● DIRECTION: Report how many lines of the material below contain the string "wiper", treating uppercase and lowercase as different. Give only the number.

= = =

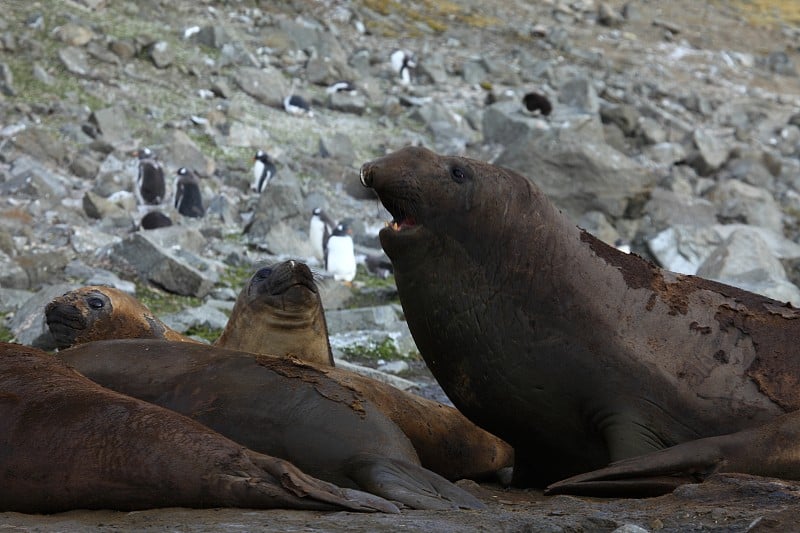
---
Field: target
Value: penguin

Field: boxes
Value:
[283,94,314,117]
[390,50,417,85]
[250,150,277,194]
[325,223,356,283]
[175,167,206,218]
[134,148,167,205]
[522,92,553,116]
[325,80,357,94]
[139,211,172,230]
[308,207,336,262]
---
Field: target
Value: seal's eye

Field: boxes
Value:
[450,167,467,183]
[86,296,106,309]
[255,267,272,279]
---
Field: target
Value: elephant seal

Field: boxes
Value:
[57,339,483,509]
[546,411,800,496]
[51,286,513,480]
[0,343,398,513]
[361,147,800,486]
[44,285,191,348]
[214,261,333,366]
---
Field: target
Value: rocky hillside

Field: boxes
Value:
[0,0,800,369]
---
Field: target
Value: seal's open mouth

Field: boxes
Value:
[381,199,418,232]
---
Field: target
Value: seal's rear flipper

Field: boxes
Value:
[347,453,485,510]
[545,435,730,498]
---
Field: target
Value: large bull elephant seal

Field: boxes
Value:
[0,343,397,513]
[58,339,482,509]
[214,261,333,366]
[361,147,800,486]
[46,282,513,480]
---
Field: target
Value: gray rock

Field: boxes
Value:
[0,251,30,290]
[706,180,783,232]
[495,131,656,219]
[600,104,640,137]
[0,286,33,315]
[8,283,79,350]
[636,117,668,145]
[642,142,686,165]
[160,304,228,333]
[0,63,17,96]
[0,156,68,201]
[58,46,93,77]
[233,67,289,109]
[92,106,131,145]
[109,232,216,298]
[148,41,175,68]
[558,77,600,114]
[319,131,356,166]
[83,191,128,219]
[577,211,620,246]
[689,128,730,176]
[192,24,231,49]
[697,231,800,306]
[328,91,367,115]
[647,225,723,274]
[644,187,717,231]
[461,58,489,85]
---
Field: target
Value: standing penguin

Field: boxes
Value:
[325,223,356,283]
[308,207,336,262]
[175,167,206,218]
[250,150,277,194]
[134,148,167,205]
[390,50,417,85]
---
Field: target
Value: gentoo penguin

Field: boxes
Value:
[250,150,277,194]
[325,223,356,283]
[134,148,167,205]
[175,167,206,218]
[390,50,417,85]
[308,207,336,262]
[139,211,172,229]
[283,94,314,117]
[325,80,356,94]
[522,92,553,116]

= = =

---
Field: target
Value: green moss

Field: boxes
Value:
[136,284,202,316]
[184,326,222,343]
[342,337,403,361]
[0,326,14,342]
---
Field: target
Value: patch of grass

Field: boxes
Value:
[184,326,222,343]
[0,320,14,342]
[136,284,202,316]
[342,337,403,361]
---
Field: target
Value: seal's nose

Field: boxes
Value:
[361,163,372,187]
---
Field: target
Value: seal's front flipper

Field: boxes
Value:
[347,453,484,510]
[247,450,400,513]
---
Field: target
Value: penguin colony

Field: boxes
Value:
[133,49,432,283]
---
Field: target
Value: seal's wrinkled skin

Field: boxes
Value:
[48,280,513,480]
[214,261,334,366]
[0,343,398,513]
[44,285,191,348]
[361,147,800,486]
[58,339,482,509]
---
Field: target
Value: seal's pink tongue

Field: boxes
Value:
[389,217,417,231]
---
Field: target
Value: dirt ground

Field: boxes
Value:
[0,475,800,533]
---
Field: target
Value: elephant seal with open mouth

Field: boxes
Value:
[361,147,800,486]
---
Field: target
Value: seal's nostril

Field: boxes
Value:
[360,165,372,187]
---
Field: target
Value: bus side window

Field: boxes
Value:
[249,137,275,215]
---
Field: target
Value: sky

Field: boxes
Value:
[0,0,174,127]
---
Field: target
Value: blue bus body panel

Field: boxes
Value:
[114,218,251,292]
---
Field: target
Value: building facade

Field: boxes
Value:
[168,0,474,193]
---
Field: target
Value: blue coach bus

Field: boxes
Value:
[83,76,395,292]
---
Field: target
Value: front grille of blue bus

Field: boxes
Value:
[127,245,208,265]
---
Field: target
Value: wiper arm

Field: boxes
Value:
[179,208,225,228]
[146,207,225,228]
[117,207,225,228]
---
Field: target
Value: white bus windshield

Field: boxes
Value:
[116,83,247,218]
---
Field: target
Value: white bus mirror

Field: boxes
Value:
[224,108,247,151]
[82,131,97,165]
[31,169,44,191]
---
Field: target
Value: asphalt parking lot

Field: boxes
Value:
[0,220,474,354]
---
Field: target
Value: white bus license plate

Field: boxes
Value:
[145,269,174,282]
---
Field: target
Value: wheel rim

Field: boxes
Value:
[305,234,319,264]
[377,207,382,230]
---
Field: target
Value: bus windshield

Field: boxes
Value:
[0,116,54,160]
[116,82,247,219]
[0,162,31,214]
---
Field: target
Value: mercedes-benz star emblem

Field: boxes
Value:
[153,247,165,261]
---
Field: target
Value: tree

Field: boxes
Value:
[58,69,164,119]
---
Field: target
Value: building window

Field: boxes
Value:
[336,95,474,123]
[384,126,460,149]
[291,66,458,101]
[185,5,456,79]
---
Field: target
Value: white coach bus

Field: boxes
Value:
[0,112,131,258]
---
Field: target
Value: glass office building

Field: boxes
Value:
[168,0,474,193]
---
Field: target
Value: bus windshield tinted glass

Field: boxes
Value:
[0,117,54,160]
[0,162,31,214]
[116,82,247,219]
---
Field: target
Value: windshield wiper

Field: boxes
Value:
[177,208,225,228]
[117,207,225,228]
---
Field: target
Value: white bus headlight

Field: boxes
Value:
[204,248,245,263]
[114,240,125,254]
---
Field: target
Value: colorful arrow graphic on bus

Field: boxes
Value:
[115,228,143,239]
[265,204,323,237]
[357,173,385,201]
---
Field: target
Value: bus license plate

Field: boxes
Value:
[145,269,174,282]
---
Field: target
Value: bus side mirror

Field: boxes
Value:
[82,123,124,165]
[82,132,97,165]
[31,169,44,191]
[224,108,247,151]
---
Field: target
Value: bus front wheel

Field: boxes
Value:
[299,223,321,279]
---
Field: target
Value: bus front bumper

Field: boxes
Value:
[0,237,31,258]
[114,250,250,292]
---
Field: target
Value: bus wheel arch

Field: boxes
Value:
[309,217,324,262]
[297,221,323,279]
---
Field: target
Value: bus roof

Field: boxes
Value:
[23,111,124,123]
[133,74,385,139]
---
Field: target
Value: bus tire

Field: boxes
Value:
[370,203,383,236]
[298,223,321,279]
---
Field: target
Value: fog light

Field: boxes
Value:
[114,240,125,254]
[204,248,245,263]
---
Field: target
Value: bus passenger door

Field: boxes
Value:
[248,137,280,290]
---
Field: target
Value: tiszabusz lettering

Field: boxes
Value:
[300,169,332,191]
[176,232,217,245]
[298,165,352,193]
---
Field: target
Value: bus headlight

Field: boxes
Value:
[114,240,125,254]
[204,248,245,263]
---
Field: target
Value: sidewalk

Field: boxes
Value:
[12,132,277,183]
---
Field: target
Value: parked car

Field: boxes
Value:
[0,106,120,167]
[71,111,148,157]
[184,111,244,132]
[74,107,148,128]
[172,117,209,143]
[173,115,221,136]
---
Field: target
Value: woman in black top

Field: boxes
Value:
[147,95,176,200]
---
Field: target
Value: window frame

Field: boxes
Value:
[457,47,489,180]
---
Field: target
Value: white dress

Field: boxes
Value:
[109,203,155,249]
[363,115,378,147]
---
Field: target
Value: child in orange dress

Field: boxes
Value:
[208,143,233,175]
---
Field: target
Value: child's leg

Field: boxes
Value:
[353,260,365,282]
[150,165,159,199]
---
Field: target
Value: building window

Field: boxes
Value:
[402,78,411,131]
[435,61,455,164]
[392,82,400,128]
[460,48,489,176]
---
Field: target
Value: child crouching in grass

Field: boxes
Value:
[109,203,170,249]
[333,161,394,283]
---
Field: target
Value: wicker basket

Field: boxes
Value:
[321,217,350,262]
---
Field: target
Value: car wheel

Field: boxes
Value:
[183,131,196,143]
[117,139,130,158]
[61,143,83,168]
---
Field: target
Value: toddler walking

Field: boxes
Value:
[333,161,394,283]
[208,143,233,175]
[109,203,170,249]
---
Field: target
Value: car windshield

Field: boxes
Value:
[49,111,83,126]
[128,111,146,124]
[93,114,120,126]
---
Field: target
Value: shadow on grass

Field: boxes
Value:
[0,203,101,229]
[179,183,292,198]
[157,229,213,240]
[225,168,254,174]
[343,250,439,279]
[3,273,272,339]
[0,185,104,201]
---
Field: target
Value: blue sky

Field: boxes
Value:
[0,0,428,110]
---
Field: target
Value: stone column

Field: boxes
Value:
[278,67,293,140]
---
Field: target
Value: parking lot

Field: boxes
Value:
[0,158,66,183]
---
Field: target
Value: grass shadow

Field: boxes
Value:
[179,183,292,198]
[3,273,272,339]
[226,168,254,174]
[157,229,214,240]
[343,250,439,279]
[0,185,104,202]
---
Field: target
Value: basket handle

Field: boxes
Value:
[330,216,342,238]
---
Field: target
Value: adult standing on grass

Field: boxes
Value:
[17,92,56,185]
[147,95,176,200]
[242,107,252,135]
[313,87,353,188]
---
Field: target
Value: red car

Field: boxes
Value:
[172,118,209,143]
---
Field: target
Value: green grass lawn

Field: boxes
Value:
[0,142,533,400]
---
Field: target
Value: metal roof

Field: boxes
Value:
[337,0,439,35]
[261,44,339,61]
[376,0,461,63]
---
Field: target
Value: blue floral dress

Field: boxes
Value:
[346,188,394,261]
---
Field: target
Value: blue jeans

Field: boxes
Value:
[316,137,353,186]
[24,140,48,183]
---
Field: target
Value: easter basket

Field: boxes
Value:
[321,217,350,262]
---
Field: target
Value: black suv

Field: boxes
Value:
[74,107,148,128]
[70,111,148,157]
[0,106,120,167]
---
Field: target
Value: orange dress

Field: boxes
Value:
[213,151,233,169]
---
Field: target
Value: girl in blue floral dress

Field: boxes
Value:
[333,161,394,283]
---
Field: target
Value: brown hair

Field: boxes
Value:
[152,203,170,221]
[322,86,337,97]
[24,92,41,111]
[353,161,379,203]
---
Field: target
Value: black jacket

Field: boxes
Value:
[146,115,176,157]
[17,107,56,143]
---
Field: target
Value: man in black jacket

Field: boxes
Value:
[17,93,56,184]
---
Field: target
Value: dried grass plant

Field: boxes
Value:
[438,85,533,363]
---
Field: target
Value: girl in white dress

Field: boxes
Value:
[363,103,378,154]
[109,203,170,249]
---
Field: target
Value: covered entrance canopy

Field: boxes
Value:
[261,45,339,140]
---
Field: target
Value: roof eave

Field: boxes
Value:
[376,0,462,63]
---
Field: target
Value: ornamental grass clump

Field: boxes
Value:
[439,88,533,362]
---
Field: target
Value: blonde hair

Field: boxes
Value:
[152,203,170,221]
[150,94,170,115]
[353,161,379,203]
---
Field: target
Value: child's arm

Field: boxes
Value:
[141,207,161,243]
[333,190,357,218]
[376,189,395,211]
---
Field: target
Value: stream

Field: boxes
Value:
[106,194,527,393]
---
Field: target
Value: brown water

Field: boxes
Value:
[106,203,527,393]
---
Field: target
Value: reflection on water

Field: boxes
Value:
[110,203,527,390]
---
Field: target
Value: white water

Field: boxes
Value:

= = =

● EXPECTED OUTPUT: 2